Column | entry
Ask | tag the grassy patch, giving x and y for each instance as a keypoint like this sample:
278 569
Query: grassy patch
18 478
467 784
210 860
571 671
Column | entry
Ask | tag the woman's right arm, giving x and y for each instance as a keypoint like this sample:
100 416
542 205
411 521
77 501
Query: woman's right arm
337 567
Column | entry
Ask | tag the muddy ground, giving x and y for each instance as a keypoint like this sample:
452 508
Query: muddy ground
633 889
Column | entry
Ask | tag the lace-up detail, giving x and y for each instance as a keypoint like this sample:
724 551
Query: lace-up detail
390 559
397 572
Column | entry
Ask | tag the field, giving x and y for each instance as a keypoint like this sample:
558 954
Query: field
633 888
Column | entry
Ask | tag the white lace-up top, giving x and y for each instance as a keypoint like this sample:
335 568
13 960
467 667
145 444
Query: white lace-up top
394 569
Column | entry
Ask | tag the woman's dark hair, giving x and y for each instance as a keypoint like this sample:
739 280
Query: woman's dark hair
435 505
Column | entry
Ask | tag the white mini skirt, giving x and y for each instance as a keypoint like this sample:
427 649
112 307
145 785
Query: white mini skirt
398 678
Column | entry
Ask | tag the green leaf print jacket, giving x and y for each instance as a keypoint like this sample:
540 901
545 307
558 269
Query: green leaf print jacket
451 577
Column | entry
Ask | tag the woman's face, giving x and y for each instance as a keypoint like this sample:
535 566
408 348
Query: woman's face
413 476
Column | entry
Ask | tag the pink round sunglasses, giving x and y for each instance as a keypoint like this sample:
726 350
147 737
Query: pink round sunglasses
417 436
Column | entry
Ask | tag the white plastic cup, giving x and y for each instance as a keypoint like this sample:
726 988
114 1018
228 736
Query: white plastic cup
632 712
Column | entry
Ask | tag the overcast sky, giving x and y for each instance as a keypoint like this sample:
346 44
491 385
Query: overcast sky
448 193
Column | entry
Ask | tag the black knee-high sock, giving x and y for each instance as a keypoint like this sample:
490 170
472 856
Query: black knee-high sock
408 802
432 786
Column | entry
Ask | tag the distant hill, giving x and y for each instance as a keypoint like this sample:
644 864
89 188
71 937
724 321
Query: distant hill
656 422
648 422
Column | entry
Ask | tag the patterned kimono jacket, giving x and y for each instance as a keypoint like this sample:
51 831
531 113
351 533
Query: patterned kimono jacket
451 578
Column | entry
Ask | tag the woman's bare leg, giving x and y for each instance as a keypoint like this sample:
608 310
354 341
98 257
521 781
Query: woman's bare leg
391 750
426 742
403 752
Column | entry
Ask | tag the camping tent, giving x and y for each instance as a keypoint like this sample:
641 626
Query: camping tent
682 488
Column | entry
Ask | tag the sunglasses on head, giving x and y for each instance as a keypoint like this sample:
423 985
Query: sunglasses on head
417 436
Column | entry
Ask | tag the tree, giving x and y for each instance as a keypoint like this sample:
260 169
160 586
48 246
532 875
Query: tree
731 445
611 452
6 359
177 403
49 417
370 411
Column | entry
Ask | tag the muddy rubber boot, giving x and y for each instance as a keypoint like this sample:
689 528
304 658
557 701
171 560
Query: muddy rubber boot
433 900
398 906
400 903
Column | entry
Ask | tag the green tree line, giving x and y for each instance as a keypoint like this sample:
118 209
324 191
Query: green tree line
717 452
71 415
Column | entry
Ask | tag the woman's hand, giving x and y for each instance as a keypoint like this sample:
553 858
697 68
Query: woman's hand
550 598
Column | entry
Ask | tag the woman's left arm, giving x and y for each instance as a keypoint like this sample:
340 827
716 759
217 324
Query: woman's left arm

[Task] Which lines in the records above contain the string "lace"? Return each of them in full, with uppercase and lowercase treated as different.

[Response to the task]
Ask | tag the lace-up detail, giving x and y for each instance as a keypoint like this sample:
Query: lace-up detail
Ask | tag the white lace-up top, giving x and y for each instance as a keypoint like this sample:
Query: white lace-up top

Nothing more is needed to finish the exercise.